Extrait du texte
◇ ◇ ◇ ◇ ◇ ◇ ◇
C'est pourquoi il y aurait justement, en une manière scientifique de palper une femme, quelque chose d'irrésistible et de profondément bouleversant : c'est l'impassibilité de l'homme renvoyant à l'impression d'une norme de dignité, cependant que ses doigts transgresseraient et profaneraient, avec une insidiosité évidente, les bornes du convenable. La neutralité, en général, dans l'expression d'un amant, est un sujet de trouble pour celle qui se sent dominée sans moyen d'accès sur qui la possède, et ne peut que la pousser à des abandonnements et des provocations. La rigueur physique et toutes les marques de la grande constance sont sans doute des attributs d'inquiétant bouleversement à celle qui envisage : c'est qu'on y perçoit l'écho de la Convention hors d'usage, superflue et comme illicite dans le sexe, une négligence pleine d'assurance de ce que le sexe est supposé être, alors que ce caractère, figuré en une circonstance intime, induit ce paradoxe et renverse d'inattendu en une transgression inversée où c'est la tenuequi dépare. En général, le maintien masculin dans la sexualité, en quoi j'entends toutes manières de résistance et de contrôle, est une ravissante perspective non seulement dans l'idée d'une faculté dont la tranquillité même est un symptôme de perfection, mais dans le fantasme impalpable d'inédite fusion de la glace et du feu : un homme qui peut vous faire jouir sérieusement, si inatteignable en apparence que c'en est un défi.
◇ ◇ ◇ ◇ ◇ ◇ ◇
Consigne donnée 1
Exprimez sous forme de liste numérotée, sans les lignes vides, toutes les entrées depuis la ligne qui contient « Q: For every instance of the clear » jusqu'à la fin des entrées, ces deux bornes comprises.
Le texte et les entrées sont indépendants les uns des autres.

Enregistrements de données
◇ ◇ ◇ ◇ ◇ ◇ ◇
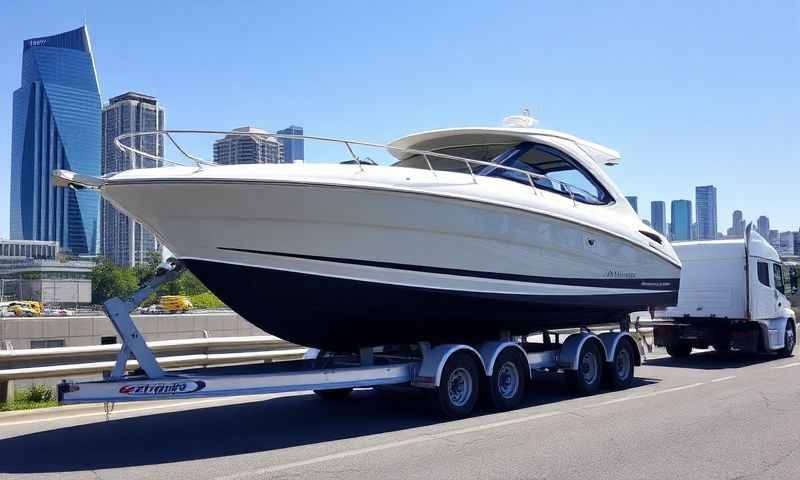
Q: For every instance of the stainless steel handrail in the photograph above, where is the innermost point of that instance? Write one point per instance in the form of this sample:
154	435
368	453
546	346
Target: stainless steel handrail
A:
199	162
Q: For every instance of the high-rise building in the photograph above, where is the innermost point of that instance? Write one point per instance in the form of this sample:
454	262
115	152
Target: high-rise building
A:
787	243
737	225
56	125
658	217
681	219
256	148
634	203
123	240
706	212
762	225
293	148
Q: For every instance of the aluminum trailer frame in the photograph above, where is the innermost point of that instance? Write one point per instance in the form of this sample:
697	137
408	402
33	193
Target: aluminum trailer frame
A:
422	366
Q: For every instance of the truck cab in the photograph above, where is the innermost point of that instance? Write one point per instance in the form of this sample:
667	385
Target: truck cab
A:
733	295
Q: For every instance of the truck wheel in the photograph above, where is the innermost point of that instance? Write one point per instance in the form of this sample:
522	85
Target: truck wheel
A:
679	350
620	370
507	383
789	340
456	395
334	393
587	378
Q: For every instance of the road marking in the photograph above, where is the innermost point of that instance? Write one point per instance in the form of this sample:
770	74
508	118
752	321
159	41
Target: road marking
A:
644	395
390	445
118	412
789	365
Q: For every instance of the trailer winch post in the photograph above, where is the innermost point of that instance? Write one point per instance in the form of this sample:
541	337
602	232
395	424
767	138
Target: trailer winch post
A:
133	344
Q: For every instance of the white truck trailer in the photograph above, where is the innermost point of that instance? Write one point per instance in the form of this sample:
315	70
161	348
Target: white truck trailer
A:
732	296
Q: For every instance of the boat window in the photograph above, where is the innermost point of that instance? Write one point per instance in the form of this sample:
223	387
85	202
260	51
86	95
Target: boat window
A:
555	171
763	273
778	273
484	153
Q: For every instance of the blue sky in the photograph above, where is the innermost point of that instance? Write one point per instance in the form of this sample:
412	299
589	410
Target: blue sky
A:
691	93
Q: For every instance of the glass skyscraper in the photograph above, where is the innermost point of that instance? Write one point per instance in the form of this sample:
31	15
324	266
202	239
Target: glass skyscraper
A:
681	220
56	124
123	240
706	212
658	217
292	148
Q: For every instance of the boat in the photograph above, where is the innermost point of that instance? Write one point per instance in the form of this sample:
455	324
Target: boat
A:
472	233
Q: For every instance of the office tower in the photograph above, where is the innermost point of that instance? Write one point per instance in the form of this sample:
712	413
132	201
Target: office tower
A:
634	202
293	149
56	125
658	217
256	148
123	240
706	212
681	219
762	225
737	225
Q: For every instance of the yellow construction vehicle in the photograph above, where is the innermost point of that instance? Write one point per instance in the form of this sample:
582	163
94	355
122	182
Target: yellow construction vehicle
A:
175	303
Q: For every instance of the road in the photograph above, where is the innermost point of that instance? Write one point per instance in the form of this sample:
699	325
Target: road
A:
713	416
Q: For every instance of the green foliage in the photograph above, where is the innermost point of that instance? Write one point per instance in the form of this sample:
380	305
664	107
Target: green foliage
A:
37	396
206	300
110	280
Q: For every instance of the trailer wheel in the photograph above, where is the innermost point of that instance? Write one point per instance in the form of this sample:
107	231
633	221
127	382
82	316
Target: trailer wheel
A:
508	380
620	370
789	340
679	350
334	393
587	378
457	393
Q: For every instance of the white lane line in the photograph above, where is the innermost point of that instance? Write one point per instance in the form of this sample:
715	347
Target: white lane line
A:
113	414
644	395
788	365
387	446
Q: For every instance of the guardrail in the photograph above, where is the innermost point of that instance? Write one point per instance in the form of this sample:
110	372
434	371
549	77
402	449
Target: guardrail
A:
96	359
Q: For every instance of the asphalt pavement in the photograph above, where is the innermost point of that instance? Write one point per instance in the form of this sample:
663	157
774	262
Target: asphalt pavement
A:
712	416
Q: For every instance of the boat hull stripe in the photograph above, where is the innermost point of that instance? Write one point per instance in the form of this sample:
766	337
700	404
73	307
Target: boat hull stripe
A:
656	284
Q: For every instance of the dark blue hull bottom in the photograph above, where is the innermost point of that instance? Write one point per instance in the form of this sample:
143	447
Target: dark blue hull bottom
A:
343	315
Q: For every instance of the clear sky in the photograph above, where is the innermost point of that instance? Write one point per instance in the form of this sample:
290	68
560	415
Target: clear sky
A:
692	93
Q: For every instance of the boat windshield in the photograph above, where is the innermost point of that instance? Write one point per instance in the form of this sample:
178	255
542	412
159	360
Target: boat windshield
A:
555	171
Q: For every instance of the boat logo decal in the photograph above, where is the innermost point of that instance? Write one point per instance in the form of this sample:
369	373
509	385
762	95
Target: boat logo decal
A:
162	388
◇ ◇ ◇ ◇ ◇ ◇ ◇
Consigne donnée 2
Poursuivez le passage sur la maîtrise masculine dans la sexualité à partir de l'endroit où il s'arrête.

Résultat de l'exercice 1
1. Q: For every instance of the clear sky in the photograph above, where is the innermost point of that instance? Write one point per instance in the form of this sample:
2. 290	68
3. 560	415
4. Target: clear sky
5. A:
6. 692	93
7. Q: For every instance of the boat windshield in the photograph above, where is the innermost point of that instance? Write one point per instance in the form of this sample:
8. 178	255
9. 542	412
10. 159	360
11. Target: boat windshield
12. A:
13. 555	171
14. Q: For every instance of the boat logo decal in the photograph above, where is the innermost point of that instance? Write one point per instance in the form of this sample:
15. 369	373
16. 509	385
17. 762	95
18. Target: boat logo decal
19. A:
20. 162	388

Résultat de l'exercice 2
Probablement pour cela la science est-elle traditionnellement si mâle, et s'étonna-t-on longtemps que des femmes voulussent se joindre à ce collège : on était évidemment perplexe quant à ce qu'elles pourraient y gagner. Je soupçonne le scientifique sexué d'avoir choisi sa profession en pensant au pouvoir et au trouble suggéré par son état d'objectivité : et quoi qu'on interprète, il est indubitable qu'il trouve aussi sa satisfaction dans l'image d'un scientifique. On clamera que j'exagère et que je penche périlleusement du côté de la psychanalyse, excessive et absurde, mais la science est largement, sinon tout entière, associée à la contention, puisque c'est la mise à distance des passions qui la caractérise et presque la définit. Sa supériorité figure en insensibilité, en démonstration impérieuse, en surplomb irréfragable ; tout être de science sait que son terrain de sélection est celui de l'incontestable et de l'inhumain, entendus comme sans attache, sans interaction, sans « affaire personnelle » ; l'état foncier de son esprit est celui d'une machine réglée qui explore et constate, à défaut de tout engouement qui pourrait interférer dans son ouvrage ; il se destine à la performance. Or, est-ce qu'on ne s'interroge pas toujours un peu, femme, par quels moyens un homme peut vous « baiser avec distance » ou par quels moyens vous pouvez, au contraire, l'obliger par une baise bien ardente à renoncer à cette distance ? Ce trait de prétendu recul est un sujet d'intérêt et d'excitation pour tout individu qui veut assouvir ou être assouvi, d'autant que la science est évidemment une propriété attachée à la puissance, supposant des procédés, des techniques, des méthodes plus efficaces et sûres pour arriver à ses fins, en quoi l'on tend à imputer au scientifique la curiosité, la logique, la capacité d'apprendre et le désir d'atteindre des résultats indiscutables par des actions concrètes, ce qui, à y songer même vite, à l'intérioriser même subliminalement, constitue largement ce que peut souhaiter une femme en matière d'amant. En ceci, un homme qui s'avance à elle et dont les attouchements pressenties ou senties ressembleraient à des palpations est un docteur qui, provisoirement, paraît propre à susciter un chamboulement.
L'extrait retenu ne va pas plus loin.